— SET OF TASKS —
A: Repeat the text from the passage on work gloves word for word, starting with "A glove rated 4-4-1" and going on through "a frozen pipe.".
B: According to the passage on work gloves, which category of glove is the standard choice for most electronics assembly?
C: Write the next part of the passage on work gloves, picking up after its last sentence.
START DOCUMENT SECTION
A glove rated 4-4-1 would be heavily insulated against both types of cold and waterproof. A glove rated 2-1-0 would offer moderate air insulation, minimal contact cold protection, and no water resistance. Checking these numbers matters if you’re working in freezers, cold storage, or outdoor winter conditions, because a glove that’s warm in wind can still let cold transfer straight through when you grip a frozen pipe.
Static Electricity
In electronics manufacturing and semiconductor work, the biggest hazard isn’t a sharp edge. It’s static discharge. A tiny spark from your fingertip can destroy a microchip. Textile gloves woven with conductive fibers address this by controlling how electrical charge moves across the surface.
There are three categories based on electrical resistance. Conductive gloves have very low resistance (under 100,000 ohms per square) and dissipate charge almost instantly. Static dissipative gloves fall in a middle range and release charge gradually, which is the standard choice for most electronics assembly. Insulative gloves block electron flow entirely and are used for high-voltage electrical safety, though they’re not suited for protecting sensitive components from static.
END DOCUMENT SECTION
START STUDY MATERIAL
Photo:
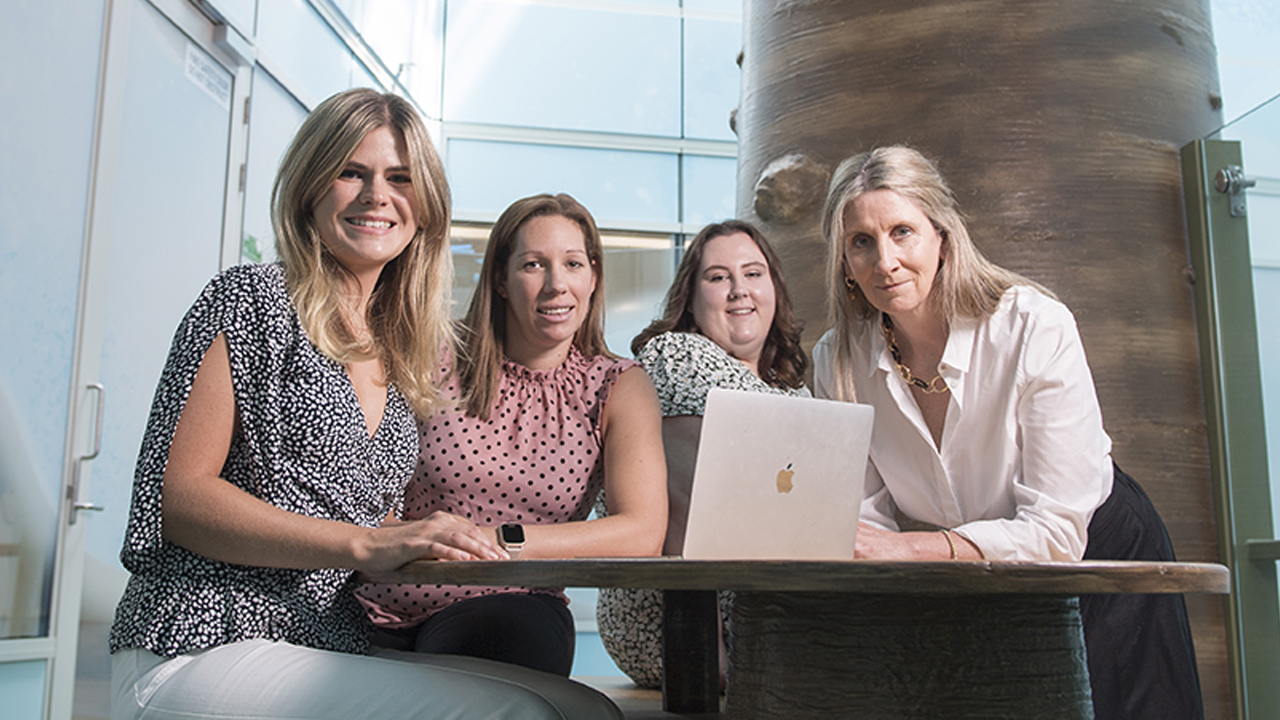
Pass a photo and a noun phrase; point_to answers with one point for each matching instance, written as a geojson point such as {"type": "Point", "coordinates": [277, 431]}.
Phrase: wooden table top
{"type": "Point", "coordinates": [853, 575]}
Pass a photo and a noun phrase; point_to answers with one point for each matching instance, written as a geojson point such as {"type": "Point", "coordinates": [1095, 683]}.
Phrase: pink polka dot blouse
{"type": "Point", "coordinates": [536, 460]}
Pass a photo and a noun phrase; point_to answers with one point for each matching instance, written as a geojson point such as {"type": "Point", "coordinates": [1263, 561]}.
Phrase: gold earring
{"type": "Point", "coordinates": [851, 287]}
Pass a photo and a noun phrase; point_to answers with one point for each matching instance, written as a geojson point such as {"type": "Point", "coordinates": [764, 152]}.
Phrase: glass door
{"type": "Point", "coordinates": [1233, 206]}
{"type": "Point", "coordinates": [165, 192]}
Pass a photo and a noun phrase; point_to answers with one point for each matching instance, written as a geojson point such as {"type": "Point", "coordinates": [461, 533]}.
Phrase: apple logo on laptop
{"type": "Point", "coordinates": [785, 478]}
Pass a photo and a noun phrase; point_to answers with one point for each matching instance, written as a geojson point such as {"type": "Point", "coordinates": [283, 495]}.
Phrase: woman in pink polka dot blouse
{"type": "Point", "coordinates": [547, 417]}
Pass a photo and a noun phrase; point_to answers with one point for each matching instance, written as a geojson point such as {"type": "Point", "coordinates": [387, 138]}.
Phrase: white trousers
{"type": "Point", "coordinates": [272, 680]}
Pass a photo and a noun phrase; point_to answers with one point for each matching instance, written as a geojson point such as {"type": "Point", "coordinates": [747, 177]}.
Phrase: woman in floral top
{"type": "Point", "coordinates": [280, 437]}
{"type": "Point", "coordinates": [727, 323]}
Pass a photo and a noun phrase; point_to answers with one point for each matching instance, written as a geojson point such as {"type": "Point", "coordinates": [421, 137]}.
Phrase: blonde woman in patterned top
{"type": "Point", "coordinates": [727, 323]}
{"type": "Point", "coordinates": [547, 417]}
{"type": "Point", "coordinates": [282, 434]}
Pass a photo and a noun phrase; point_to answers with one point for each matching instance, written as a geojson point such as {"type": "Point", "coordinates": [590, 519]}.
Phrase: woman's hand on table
{"type": "Point", "coordinates": [439, 536]}
{"type": "Point", "coordinates": [878, 543]}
END STUDY MATERIAL
— OUTPUTS FOR THE TASKS —
A:
A glove rated 4-4-1 would be heavily insulated against both types of cold and waterproof. A glove rated 2-1-0 would offer moderate air insulation, minimal contact cold protection, and no water resistance. Checking these numbers matters if you’re working in freezers, cold storage, or outdoor winter conditions, because a glove that’s warm in wind can still let cold transfer straight through when you grip a frozen pipe.

B: Static dissipative gloves.

C:
Contamination and Product Damage
Sometimes textile gloves protect the product, not the wearer. In semiconductor manufacturing, precision assembly, and cleanroom environments, lint-free nylon gloves prevent skin oils, sweat, and dead skin cells from reaching sensitive components. Even a microscopic trace of oil from a fingerprint can interfere with the performance of a microchip or optical lens.
These gloves are designed to shed as few particles as possible from the fabric itself, which is why nylon and polyester are preferred over cotton in these settings. Cotton fibers shed lint readily, making them a poor choice for contamination-sensitive work despite their comfort.
Skin Irritation and Dermatitis
For people with eczema or contact dermatitis, textile gloves serve a protective role that has nothing to do with workplace hazards. Cotton gloves are a go-to recommendation because they’re soft, breathable, absorbent, and easily washable. Worn over medicated skin, they lock in topical treatments while allowing airflow that prevents moisture buildup.
Bamboo fiber gloves offer a similar benefit with added moisture-wicking properties, pulling sweat away from the skin rather than absorbing it. This keeps hands drier, which reduces the bacterial growth and chafing that can worsen eczema flares. The breathability of these natural textiles is a genuine advantage over rubber, vinyl, or nitrile alternatives, which trap heat and moisture against the skin and can make irritation worse if worn for extended periods.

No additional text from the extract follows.